▶ _WORK INSTRUCTIONS_: In the records below, find each line holding the word "carpeted" and copy it.

Point localization data:

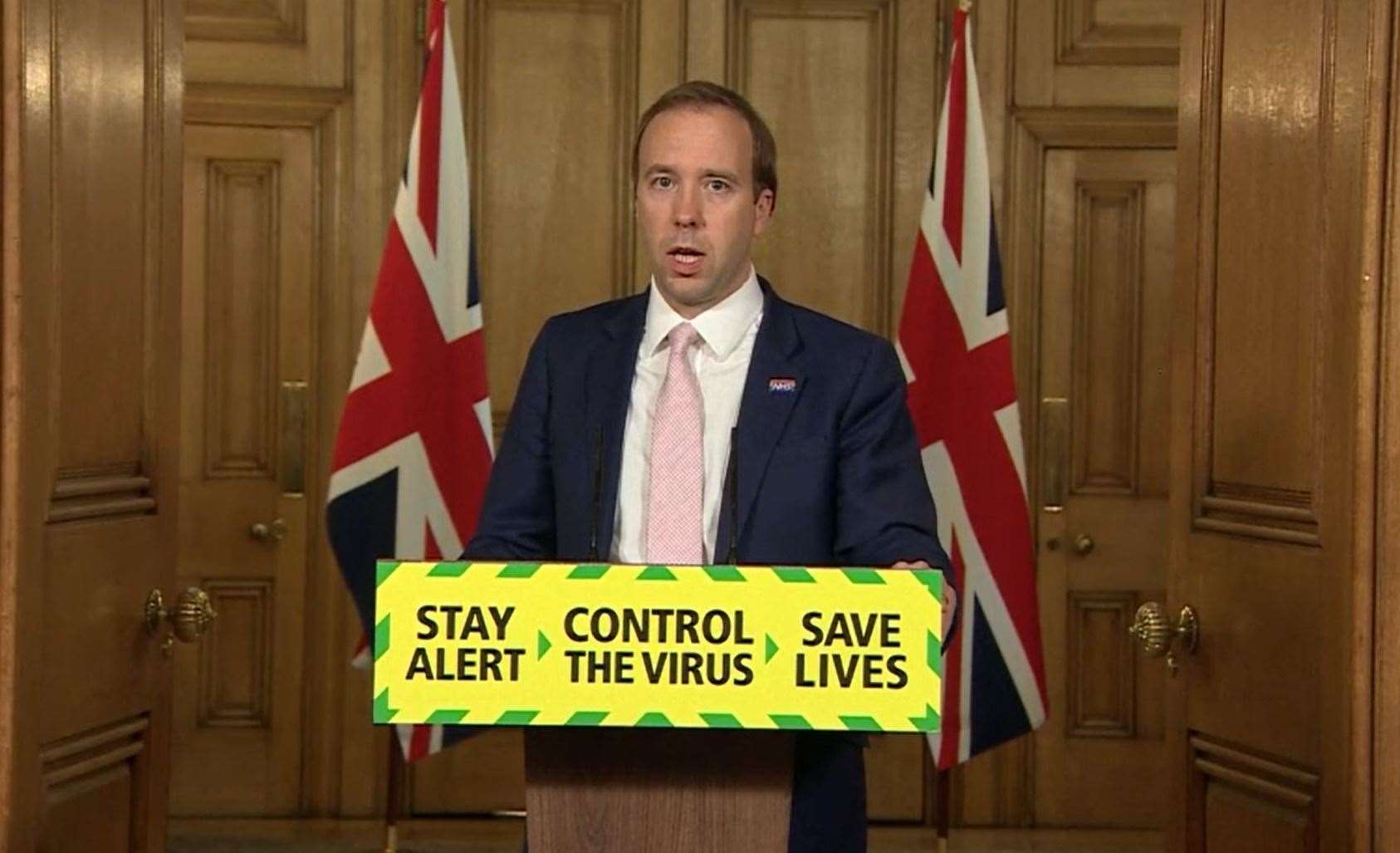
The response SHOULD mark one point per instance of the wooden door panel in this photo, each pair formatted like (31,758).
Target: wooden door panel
(1096,52)
(267,41)
(1105,290)
(89,459)
(248,312)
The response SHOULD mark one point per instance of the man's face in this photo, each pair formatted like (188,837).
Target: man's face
(696,203)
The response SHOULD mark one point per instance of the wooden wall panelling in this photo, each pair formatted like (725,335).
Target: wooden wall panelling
(1318,250)
(267,42)
(1270,367)
(1096,52)
(1385,718)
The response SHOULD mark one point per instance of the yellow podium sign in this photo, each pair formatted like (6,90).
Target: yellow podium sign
(689,646)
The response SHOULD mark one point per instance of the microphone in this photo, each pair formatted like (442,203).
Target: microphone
(732,477)
(598,495)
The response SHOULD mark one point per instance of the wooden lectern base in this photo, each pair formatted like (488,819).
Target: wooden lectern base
(647,790)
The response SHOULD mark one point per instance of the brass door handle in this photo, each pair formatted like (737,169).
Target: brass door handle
(1159,638)
(189,622)
(269,532)
(1083,544)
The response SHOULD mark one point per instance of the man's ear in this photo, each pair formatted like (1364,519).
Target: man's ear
(763,210)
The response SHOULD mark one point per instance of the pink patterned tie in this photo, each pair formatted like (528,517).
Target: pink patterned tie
(675,499)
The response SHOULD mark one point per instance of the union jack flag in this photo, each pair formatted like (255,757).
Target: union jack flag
(414,443)
(955,349)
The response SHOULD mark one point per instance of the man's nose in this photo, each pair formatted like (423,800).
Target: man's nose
(688,212)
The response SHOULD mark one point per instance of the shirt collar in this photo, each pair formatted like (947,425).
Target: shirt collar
(722,326)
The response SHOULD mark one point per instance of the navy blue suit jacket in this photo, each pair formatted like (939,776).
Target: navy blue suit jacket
(828,473)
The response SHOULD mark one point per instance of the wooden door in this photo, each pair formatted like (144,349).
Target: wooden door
(1273,422)
(90,440)
(247,332)
(1105,312)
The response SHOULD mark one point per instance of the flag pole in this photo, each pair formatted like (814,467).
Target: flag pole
(395,797)
(942,818)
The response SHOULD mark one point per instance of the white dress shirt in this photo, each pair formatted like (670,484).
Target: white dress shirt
(722,363)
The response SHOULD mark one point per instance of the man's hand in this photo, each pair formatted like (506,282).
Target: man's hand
(949,596)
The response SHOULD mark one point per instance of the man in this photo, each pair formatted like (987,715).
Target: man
(619,443)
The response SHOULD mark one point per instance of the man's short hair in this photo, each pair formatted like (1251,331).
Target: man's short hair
(696,94)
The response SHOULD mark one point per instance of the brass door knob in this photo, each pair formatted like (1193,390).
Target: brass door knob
(269,532)
(189,622)
(1155,632)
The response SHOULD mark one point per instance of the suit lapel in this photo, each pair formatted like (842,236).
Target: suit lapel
(766,405)
(610,371)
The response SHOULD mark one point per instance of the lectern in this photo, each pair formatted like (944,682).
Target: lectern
(643,790)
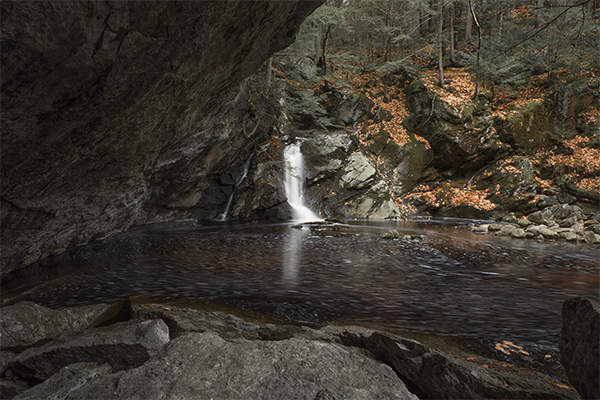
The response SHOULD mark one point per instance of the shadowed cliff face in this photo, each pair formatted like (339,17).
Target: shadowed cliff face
(120,113)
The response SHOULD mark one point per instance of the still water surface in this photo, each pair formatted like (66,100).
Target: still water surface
(475,290)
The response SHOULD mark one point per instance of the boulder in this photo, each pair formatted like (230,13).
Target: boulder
(518,233)
(566,198)
(346,105)
(591,237)
(506,230)
(579,345)
(546,201)
(154,93)
(123,345)
(538,218)
(358,172)
(511,184)
(569,236)
(524,223)
(391,234)
(563,211)
(433,374)
(204,365)
(67,380)
(9,389)
(460,142)
(26,323)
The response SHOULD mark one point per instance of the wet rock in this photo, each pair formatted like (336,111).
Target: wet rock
(535,229)
(140,90)
(593,228)
(567,222)
(510,218)
(9,389)
(518,233)
(511,186)
(591,237)
(566,198)
(181,321)
(415,239)
(391,234)
(433,374)
(123,345)
(494,227)
(547,233)
(358,172)
(569,236)
(346,105)
(579,345)
(563,211)
(459,142)
(325,153)
(480,229)
(27,323)
(295,368)
(506,230)
(524,223)
(66,381)
(546,201)
(538,218)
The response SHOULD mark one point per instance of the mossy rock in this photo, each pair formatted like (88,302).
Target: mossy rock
(460,142)
(528,130)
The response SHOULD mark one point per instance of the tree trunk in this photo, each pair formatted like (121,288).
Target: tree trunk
(269,71)
(478,46)
(441,42)
(452,32)
(324,30)
(539,14)
(469,25)
(500,24)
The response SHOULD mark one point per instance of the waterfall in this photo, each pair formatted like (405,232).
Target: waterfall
(223,216)
(293,178)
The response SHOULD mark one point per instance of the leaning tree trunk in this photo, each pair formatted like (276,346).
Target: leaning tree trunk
(441,43)
(478,46)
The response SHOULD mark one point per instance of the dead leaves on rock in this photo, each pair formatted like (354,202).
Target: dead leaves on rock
(509,347)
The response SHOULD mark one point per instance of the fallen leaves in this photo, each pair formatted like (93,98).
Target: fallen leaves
(458,89)
(507,347)
(562,385)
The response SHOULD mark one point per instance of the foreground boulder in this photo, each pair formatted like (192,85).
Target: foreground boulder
(434,374)
(205,365)
(579,345)
(150,93)
(221,356)
(26,323)
(123,345)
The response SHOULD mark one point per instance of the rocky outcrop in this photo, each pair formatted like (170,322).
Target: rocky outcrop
(460,142)
(220,356)
(124,113)
(580,345)
(124,345)
(25,324)
(558,222)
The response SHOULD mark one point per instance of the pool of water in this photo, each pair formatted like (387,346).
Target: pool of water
(475,290)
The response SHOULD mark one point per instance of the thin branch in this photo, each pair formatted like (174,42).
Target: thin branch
(541,29)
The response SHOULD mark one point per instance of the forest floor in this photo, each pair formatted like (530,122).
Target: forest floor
(572,157)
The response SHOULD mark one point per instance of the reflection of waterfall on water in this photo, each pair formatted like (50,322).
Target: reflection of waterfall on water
(290,273)
(238,182)
(293,178)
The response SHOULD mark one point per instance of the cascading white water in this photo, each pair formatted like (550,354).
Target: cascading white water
(293,178)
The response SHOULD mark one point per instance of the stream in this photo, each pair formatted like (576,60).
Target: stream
(471,290)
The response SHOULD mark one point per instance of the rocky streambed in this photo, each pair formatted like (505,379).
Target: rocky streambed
(115,351)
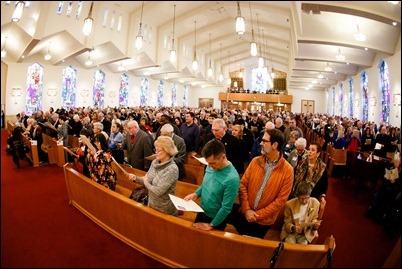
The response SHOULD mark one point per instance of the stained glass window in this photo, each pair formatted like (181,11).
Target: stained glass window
(33,99)
(123,91)
(144,92)
(99,89)
(350,99)
(174,94)
(365,97)
(384,88)
(69,84)
(185,93)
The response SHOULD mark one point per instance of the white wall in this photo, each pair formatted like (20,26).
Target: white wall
(317,96)
(16,78)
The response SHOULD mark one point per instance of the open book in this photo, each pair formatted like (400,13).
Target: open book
(201,160)
(184,205)
(391,174)
(87,142)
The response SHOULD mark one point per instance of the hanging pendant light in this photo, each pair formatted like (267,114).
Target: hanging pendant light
(253,44)
(195,63)
(19,8)
(210,71)
(328,68)
(88,61)
(220,74)
(48,56)
(139,39)
(340,56)
(240,25)
(3,50)
(230,78)
(260,58)
(172,56)
(88,22)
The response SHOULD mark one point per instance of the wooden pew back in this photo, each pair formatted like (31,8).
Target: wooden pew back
(32,155)
(174,241)
(54,150)
(10,127)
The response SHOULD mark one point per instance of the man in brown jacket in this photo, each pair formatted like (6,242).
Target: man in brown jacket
(264,188)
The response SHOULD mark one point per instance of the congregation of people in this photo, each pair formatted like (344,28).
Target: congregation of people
(260,166)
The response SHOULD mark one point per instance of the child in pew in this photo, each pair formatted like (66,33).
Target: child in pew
(301,216)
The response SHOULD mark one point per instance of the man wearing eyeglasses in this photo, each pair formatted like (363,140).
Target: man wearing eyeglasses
(264,188)
(299,152)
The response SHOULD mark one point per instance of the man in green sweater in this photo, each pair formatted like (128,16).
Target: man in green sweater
(218,190)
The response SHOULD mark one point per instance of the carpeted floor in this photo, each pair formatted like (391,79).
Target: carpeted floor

▶ _TASK RESPONSE_:
The response SHOULD mark one point per instance of the carpeted floor in this photo, each pair formatted like (391,79).
Target: carpeted floor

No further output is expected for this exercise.